(Beginning of Exercise text)

Upcoming John Locke Foundation election preview panelist Byron York devotes his latest Washington Examiner column to analysis of Paul Ryan’s speech accepting the vice presidential nomination.

Ryan’s 36-minute address did everything he needed to do: offer a devastating indictment of President Obama’s economic record, with a few memorable barbs about the president’s legendary self-importance; offer enough personal background so that viewers feel they know a little about Ryan; and most of all, convince voters that he and Mitt Romney will devote all their energy to jobs, the economy, and debt.

Ryan got it all done. In an interconnected narrative of Obama’s failures, he started with the stimulus — the money was not only wasted, but borrowed and wasted, Ryan said — and moved on to that period in 2009 and 2010 when the country was desperate for the president to devote his full attention to job creation. Obama instead pushed an unpopular national health care bill through Congress.

(End of Exercise text)
(Beginning of Dataset)

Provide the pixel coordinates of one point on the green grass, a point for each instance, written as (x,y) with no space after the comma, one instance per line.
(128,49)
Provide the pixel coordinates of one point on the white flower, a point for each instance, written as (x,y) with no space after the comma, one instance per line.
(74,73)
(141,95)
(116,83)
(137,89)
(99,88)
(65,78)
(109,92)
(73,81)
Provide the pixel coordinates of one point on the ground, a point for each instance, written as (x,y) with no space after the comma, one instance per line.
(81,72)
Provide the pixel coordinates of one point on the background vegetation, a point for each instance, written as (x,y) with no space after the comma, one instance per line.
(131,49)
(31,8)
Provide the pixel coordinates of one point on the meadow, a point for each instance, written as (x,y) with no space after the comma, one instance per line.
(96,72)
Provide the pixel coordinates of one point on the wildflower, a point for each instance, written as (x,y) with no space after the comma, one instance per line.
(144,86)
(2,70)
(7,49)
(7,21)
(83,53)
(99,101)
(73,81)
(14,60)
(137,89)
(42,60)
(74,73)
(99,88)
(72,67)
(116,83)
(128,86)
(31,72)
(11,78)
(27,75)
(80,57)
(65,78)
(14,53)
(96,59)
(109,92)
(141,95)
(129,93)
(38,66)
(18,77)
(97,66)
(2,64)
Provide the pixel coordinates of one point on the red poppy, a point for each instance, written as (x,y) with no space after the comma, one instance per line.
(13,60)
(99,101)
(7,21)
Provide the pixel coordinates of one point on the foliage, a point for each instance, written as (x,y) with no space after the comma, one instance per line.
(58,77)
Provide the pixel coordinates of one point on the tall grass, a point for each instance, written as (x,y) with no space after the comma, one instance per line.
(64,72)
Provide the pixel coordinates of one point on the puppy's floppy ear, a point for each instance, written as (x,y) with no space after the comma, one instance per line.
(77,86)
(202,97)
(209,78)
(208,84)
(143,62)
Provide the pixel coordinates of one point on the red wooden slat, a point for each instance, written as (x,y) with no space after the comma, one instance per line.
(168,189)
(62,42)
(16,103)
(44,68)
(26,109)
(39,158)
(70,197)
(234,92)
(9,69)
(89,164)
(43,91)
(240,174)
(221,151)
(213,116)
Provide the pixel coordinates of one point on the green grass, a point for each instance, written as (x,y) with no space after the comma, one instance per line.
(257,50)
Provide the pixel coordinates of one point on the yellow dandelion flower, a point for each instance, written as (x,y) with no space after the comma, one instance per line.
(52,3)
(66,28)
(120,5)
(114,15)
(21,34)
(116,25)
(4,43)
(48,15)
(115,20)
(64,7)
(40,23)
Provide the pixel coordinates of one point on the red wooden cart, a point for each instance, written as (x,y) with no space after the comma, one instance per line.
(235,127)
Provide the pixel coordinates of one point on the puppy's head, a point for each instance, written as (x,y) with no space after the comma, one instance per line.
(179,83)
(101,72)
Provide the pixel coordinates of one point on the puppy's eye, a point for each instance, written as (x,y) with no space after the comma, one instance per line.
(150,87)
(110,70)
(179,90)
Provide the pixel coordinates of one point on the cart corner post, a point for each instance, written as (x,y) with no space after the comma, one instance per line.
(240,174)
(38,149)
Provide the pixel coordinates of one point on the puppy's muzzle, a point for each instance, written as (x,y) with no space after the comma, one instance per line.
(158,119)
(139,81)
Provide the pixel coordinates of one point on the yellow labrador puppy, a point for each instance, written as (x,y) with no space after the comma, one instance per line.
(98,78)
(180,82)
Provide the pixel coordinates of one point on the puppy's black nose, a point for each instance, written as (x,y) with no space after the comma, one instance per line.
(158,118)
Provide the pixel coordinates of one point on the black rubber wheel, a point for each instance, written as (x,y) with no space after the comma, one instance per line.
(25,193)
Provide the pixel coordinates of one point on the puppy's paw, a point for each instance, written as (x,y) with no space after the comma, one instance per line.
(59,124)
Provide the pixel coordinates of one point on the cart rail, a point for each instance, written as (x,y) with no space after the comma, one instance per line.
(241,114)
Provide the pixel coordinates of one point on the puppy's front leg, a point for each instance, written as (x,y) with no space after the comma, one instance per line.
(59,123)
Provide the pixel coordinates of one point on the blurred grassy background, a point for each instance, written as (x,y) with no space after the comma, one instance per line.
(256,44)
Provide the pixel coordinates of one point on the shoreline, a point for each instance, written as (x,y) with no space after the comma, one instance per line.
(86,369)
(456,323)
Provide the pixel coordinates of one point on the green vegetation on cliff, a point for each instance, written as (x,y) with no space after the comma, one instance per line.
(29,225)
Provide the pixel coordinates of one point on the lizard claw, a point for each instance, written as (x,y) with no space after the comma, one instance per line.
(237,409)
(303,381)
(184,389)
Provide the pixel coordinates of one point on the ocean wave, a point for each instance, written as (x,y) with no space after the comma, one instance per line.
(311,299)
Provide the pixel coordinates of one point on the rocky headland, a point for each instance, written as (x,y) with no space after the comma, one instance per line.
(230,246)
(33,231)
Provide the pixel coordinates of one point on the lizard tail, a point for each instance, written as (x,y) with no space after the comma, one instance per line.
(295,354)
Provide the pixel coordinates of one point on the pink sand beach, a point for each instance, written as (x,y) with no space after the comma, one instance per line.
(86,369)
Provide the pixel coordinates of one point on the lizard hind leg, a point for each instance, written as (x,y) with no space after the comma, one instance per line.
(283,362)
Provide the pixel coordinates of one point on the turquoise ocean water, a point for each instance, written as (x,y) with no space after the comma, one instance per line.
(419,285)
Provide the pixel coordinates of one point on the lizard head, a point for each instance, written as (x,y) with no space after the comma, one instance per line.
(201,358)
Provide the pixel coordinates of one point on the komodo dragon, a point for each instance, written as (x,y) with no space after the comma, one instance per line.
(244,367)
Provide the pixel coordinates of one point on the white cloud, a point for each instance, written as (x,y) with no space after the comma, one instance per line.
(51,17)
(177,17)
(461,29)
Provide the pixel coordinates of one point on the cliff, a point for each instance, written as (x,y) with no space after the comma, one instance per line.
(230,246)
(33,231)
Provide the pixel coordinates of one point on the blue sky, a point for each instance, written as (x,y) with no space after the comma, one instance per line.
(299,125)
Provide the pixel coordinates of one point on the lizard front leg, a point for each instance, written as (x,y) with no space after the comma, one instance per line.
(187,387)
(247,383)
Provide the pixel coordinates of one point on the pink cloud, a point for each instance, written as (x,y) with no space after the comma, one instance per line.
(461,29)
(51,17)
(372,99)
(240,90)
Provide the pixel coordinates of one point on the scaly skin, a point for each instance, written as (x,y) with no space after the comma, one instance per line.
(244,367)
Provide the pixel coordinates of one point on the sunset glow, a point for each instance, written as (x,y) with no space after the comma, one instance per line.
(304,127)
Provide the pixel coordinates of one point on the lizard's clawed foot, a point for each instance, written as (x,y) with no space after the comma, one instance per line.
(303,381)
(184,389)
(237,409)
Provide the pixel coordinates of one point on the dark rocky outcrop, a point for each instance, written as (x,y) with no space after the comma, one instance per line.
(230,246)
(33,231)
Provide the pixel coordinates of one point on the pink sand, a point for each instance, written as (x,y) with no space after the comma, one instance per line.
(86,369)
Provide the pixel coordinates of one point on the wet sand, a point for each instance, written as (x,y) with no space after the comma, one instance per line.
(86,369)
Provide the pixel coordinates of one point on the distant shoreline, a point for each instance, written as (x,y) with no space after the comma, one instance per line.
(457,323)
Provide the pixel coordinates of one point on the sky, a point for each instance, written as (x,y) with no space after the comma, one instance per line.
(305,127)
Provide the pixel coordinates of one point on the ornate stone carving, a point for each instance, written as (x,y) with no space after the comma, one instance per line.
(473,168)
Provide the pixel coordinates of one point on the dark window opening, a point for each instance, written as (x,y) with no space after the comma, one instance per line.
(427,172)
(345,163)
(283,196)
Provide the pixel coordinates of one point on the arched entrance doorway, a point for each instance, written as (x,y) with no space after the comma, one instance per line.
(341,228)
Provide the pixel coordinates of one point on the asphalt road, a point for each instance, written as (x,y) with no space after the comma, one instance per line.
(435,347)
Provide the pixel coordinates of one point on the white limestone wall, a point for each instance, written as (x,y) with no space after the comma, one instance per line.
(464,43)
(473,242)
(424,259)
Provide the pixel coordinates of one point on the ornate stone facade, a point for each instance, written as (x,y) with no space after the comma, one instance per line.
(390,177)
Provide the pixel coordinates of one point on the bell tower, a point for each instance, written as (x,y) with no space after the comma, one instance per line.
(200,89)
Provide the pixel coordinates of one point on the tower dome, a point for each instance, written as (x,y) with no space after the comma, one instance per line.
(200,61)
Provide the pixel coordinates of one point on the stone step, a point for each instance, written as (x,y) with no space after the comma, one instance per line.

(End of Dataset)

Things to do:
1. In the passage about Paul Ryan's speech, write out the words starting with "Ryan got it" and going on through "bill through Congress.".
2. According to the passage about Paul Ryan's speech, how long was Ryan's address?
3. Continue the passage about Paul Ryan's speech from the point where it stops.

Task-by-task outputs:
1.
Ryan got it all done. In an interconnected narrative of Obama’s failures, he started with the stimulus — the money was not only wasted, but borrowed and wasted, Ryan said — and moved on to that period in 2009 and 2010 when the country was desperate for the president to devote his full attention to job creation. Obama instead pushed an unpopular national health care bill through Congress.

2. 36 minutes.

3.
Bringing up Obamacare moved Ryan to Medicare and what he called the “biggest, coldest power play” — Obama’s decision to take more than $700 billion out of Medicare to pay for Obamacare. Once he broached the topic, Ryan not only did not avoid Medicare and entitlement reform — he spent five paragraphs pledging to tackle it head-on.

Ryan moved on to mock Obama’s tendency to confuse talking about something with actually doing something. The president recently said he hasn’t done well enough telling his story to the American people. “That’s the whole problem here?” Ryan asked incredulously. “Ladies and gentlemen, these past four years we have suffered no shortage of words in the White House. What’s missing is leadership in the White House.” The crowd loved it.